Problem details
Print everything in the Rikuzen Province article from "Rikuzen Province (陸前国, Rikuzen" down to "Kesen District (気仙郡)", word for word.

Text to read
□ □ □ □
= Rikuzen Province =

Old province of Japan

Map of the former Japanese provinces with Rikuzen highlighted

Rikuzen Province (陸前国, Rikuzen no Kuni) is an old province of Japan in the area of Miyagi Prefecture (excluding Igu, Katta and Watari Districts) and parts of Iwate Prefecture (specifically Kesen District). It was sometimes called Rikushū (陸州), with Rikuchū and Mutsu Provinces.

==History==
- January 19, 1869: Rikuzen is separated from Mutsu Province.
- 1872: A census estimates the population at 534,609.

==Historical districts==
Rikuzen Province consisted of fourteen districts:

- Iwate Prefecture
  - Kesen District (気仙郡)
- Miyagi Prefecture
  - Kami District (加美郡)
□ □ □ □
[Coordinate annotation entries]
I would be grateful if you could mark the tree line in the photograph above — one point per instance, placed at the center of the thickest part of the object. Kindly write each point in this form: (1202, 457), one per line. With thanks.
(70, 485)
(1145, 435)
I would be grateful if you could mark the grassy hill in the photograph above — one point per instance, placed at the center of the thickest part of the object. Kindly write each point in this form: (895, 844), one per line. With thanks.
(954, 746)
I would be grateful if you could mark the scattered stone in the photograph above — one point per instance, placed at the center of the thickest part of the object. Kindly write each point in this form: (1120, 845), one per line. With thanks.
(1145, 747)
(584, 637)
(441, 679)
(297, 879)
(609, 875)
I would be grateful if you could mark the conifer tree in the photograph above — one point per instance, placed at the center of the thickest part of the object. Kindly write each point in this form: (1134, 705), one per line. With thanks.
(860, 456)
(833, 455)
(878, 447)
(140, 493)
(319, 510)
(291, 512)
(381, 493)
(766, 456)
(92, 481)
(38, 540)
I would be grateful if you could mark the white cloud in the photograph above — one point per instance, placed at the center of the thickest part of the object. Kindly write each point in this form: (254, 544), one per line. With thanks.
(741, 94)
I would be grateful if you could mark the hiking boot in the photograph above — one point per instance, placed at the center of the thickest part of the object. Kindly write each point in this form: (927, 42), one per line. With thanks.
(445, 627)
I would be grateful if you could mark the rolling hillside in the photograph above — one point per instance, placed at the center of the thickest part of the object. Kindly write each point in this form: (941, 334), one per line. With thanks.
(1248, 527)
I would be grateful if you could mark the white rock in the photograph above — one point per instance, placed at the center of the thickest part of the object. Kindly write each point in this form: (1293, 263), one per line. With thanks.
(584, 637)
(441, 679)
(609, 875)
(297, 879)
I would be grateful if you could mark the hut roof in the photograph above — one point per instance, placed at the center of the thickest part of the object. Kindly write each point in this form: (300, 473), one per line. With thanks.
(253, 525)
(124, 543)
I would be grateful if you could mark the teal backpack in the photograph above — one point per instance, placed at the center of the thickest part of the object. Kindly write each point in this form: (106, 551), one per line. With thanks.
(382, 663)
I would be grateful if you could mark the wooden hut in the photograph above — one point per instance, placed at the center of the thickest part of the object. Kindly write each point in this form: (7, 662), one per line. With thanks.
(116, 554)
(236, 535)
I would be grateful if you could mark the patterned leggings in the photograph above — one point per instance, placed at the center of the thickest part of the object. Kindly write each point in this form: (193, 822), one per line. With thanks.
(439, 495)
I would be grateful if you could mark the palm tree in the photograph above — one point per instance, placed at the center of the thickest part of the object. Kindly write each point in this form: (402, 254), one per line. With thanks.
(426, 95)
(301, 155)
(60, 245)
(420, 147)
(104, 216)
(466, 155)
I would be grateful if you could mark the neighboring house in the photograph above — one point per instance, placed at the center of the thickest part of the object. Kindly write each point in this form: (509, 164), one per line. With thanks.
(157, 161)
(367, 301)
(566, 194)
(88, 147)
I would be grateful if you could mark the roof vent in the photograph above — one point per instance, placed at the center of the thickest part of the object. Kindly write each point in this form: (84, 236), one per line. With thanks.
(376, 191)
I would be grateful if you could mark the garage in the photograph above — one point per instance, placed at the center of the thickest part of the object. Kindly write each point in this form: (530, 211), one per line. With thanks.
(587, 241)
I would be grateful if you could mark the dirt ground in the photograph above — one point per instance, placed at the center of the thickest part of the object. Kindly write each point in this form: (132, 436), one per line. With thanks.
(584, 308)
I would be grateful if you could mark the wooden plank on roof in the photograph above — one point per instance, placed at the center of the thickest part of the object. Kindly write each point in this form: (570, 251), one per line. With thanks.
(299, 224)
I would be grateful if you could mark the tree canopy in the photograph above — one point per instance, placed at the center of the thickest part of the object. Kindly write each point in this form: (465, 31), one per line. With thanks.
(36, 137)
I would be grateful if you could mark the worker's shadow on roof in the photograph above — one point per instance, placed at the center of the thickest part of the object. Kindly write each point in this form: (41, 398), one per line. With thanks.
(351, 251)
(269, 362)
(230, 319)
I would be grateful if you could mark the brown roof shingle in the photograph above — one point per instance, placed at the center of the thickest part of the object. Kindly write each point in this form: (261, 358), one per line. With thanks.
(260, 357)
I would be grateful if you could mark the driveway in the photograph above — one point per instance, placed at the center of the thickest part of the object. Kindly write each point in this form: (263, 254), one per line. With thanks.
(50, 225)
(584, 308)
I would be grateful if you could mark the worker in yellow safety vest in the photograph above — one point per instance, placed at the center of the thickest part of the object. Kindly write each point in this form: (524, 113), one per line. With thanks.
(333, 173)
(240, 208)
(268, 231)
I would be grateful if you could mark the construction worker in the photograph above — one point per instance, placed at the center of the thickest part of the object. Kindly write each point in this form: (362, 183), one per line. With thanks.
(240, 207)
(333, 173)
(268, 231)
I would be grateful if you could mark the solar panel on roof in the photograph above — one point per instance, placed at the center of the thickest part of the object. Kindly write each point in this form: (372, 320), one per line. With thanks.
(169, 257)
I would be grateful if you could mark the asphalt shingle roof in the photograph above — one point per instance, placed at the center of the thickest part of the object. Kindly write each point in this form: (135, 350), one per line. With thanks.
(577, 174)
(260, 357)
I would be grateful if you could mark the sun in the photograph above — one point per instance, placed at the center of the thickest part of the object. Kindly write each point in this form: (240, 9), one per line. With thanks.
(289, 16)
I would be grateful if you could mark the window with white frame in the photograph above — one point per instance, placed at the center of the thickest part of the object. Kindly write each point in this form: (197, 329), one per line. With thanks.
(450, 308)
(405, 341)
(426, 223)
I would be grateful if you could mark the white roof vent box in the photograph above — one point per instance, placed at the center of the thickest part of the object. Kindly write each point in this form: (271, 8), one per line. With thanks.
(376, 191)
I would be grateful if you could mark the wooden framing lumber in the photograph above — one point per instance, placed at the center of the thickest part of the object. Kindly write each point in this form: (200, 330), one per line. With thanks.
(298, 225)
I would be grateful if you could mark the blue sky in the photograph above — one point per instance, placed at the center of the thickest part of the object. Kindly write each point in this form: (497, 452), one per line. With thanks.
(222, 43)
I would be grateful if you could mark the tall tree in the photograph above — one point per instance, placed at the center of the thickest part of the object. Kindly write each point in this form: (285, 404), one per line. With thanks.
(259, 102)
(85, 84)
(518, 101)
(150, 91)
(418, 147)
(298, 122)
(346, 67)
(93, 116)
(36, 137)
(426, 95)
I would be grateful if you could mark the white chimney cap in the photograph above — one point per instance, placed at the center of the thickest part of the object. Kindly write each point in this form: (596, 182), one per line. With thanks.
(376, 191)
□ □ □ □
Task result
Rikuzen Province (陸前国, Rikuzen no Kuni) is an old province of Japan in the area of Miyagi Prefecture (excluding Igu, Katta and Watari Districts) and parts of Iwate Prefecture (specifically Kesen District). It was sometimes called Rikushū (陸州), with Rikuchū and Mutsu Provinces.

==History==
- January 19, 1869: Rikuzen is separated from Mutsu Province.
- 1872: A census estimates the population at 534,609.

==Historical districts==
Rikuzen Province consisted of fourteen districts:

- Iwate Prefecture
  - Kesen District (気仙郡)